● **PARTS OF THE EXERCISE**:
[a] In the blog post about motherhood, reproduce the passage from "Even after some" to "should you interfere.", substituting "Total Fool" for "Big Fool".
[b] Resume the blog post about motherhood, writing on from its final line.

Endless motherhood…

” WOW, Uma, your children are quite grown up, isn’t it ??  You are absolutely free, now.  No problems, for you. The girls are big enough to take care of themselves.  But look at us – our children have just joined school. Its war everyday, to feed, dress and to put them to sleep. “

Now, I’ve listened to this dialogue, more than a hundred times.

Just because my girls are grown up and are in their teens, doesn’t mean that I don’t have problems.  Its just that the problems are of greater intensity.  They have their adolescent problems, peer pressure to do stuff, a line of stubbornness to handle – which was not there before, refusing to mingle with others (this character will change slowly, I know) and many more like this.  And, I’ve to help them without showing that I am helping. It is a tough situation, still.  May be I don’t have to do the regular bathing, dressing, feeding, helping with homework stuff – but I do have my share of problems in dealing with 2 teenagers.

Once my daughters were in their room doing some school work and I was busy in the kitchen.  Suddenly, I hear higher decibels from the girls room.  Generally, I don’t interfere because I think that they should sort out their differences on their own.  And there are times, when the arguments are silly and over some stupid topic.  That’s why, I try to keep away. 

Even after some time, when the voices didn’t reduce, I went to their room.  Just as I entered, I heard the elder one scolding the younger one and the younger one was almost to tears.  So, I told my elder, that what she is doing is not correct.  But even before I could finish the sentence, the younger one came for her sister’s rescue.  And suddenly the tables turned – the sisters vs their mom.  Now, I looked like a Big Fool.  Lesson learnt – Never interfere when siblings are arguing.  Only when they try to hit at each other, should you interfere.

As the girls keep growing, I don’t think that I can sit quietly telling myself, that my job as a mother is done with. Such a thought has never come to any mother in this world.  However grown up the children be, the mother always tries to solve problems for them.  As everyone of you would have experienced, I also have my mom, advising me for something or other, even today.  Its an inherent part of being a mother – always thinking for the betterment of her children.

At this juncture, I want to tell you all about this wonderful movie – “Because I said so”.  I like Diane Keaton, who has donned the mother’s role, in this movie.  This movie shows how a mother interferes in her daughter’s life, in fixing a boy friend for the daughter. Its hilarious and very thought provoking too.

.

16 Replies to “Endless motherhood…”

Dataset records on where objects are located
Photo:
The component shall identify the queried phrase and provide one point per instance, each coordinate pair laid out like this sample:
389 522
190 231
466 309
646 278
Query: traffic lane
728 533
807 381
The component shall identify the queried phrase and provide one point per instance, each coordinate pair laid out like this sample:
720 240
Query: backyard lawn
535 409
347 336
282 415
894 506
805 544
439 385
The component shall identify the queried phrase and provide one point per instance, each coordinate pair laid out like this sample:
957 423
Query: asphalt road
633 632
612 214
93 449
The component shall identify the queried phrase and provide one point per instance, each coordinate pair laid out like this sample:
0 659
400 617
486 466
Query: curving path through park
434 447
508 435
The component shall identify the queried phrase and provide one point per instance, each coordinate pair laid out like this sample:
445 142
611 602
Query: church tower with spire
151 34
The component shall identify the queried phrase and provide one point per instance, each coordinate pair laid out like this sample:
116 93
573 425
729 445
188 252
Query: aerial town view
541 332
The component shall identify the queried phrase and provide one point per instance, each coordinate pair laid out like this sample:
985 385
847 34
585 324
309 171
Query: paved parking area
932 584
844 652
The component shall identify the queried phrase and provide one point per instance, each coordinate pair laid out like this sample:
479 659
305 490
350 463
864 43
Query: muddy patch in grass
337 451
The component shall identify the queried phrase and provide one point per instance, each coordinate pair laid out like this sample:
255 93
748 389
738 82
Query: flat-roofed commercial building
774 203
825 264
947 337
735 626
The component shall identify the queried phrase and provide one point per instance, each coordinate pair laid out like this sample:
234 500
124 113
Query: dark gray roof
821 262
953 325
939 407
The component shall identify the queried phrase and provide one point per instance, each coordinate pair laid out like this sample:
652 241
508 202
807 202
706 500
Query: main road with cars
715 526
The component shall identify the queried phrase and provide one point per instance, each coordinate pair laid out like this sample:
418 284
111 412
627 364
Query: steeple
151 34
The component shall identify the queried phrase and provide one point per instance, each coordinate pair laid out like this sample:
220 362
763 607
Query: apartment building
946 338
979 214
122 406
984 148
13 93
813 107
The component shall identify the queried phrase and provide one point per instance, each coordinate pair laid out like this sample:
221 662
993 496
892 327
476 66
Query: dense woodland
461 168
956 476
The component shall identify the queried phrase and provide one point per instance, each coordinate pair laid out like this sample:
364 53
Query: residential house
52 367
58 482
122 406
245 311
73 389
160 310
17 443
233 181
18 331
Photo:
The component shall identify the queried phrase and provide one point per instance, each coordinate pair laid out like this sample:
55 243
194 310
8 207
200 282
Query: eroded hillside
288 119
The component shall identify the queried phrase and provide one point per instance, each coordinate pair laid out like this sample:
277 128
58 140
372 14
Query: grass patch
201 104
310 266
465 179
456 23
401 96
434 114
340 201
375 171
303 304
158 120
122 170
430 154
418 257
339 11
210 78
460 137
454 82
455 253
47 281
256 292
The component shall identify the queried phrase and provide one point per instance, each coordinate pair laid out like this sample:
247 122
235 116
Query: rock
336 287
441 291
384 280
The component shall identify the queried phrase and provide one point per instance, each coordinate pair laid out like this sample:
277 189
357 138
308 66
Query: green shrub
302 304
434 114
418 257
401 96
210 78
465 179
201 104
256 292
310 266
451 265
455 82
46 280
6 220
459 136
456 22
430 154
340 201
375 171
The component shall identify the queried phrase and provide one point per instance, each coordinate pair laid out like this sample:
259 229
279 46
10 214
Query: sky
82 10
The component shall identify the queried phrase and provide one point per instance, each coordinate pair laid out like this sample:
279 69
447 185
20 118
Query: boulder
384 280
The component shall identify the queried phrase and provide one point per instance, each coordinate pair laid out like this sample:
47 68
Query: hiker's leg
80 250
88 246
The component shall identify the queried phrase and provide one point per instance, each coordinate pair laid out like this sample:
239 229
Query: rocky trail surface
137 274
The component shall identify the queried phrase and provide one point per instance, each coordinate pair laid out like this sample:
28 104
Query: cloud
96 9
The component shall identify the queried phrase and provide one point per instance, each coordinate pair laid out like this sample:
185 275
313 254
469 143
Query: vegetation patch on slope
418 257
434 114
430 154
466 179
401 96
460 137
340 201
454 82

● **RESPONSES FOR EACH TASK**:
[a]
Even after some time, when the voices didn’t reduce, I went to their room.  Just as I entered, I heard the elder one scolding the younger one and the younger one was almost to tears.  So, I told my elder, that what she is doing is not correct.  But even before I could finish the sentence, the younger one came for her sister’s rescue.  And suddenly the tables turned – the sisters vs their mom.  Now, I looked like a Total Fool.  Lesson learnt – Never interfere when siblings are arguing.  Only when they try to hit at each other, should you interfere.

[b]
  1. Nice post Uma! I hv seen my aunts telling my Mom how she is lucky we r grown up n their children r so small n now they feel they r growing up too fast n want to freeze time 😉
    So, u said it rt! Its valued lifelong !

    UmaS : Very much ! The feeling of Motherhood ends with our last breath, only.

    I wanna fight with my sis nw 😦

    UmaS : Just do it, dear. Don’t postpone things.

    Like

  2. yes you are right… never interfere when siblings fight… they eventualy kiss and make up… lol…
    UmaS : They made me feel like a monster, OOOHHH, I’ll never interfere !
    we three brothers specialise in it… now that we are grown up we dont do hatha pai… otherwise earlier it would be WWF to prove who is right or strong… lol… 😆
    UmaS : WWF ??? Did anyone of u get hurt during these fighting sessions ? Do u still argue over opinions / passions anything…

    Like

    1. we didnt get hurt but the sofa’s and the beds did !!!!!! lol… sometimes even the wall clocks… !!!!!
      UmaS : Poor things…

      we still argue… ha !! a lot … you cannot imagine… but these days we dont do WWF… its silence that has replaced WWF… which totally sucks… unlike earlier we are now all over 27 years na…. so have to act mature… 😦
      UmaS : Can understand. WWF days were much better than silent war days, na ??? Your brothers are younger or older to you ??? Becos, me being the eldest of all, I had to give in to lot of things.

      Like

      1. i have two younger brothers.. they are twins… well elder ones do have to give in.. but over all i think it was all fair.. i got things always before and so many things they would have to use that were used by me.. 😉 its all okay… i love that phase of growing up a lot more now … !! those were the days… sigh..

        UmaS : Twins, so nice. Yeah, childhood memories just make you….sigh…with joy, happiness….Wont those days come back ????

        Like

  3. As someone once told me,

    If you don’t have kids then that’s the only worry but if you have then that’s the worry for lifetime.
    UmaS : Very true, na !!

    We never cease to be parents and as you said responsibility and problems change as they grow. We grow as parents too.
    UmaS : Yeah, when a baby is born, the mother is born, too.

    And sibling fights reminded me of my brother’s and mine. We were united when external forces and that’s parents entered our room. Ha..ha..ha..
    UmaS : But the sibling bonding is great, right ? You always have someone to fall on, during desperate times.

    Like

    1. Uma, are you sort of blackmailing me into having a sibling for Peanut? Ha..ha..ha..

      No way! one and done is my policy. Something she doesn’t have, she won’t miss. Her Dad is an only child too. 🙂

      UmaS : Somebody who feels guilty is reacting, hehehe !!!
      BTW, I was only referring to u and ur brother. No hidden meanings to it.

      Like

      1. Ha..ha..ha.. no guilt! I never regret my strong decisions.

        I am just 31 and Peanut is only 5. If I want, I can have it 😉 . I just am not a very kids friendly person. 😀 I wanted a child and have it.
        UmaS : I think you’ve talked abt this in detail in one of ur blogs. Just remembered. I’ve no idea of changing your mind. The decision is entirely yours !!!
        BTW, if you are not a kids friendly person, are you a DON friendly person ??? My God, its like a mela in the comments section of Cross-Border Terrorism. Enjoyed it so much.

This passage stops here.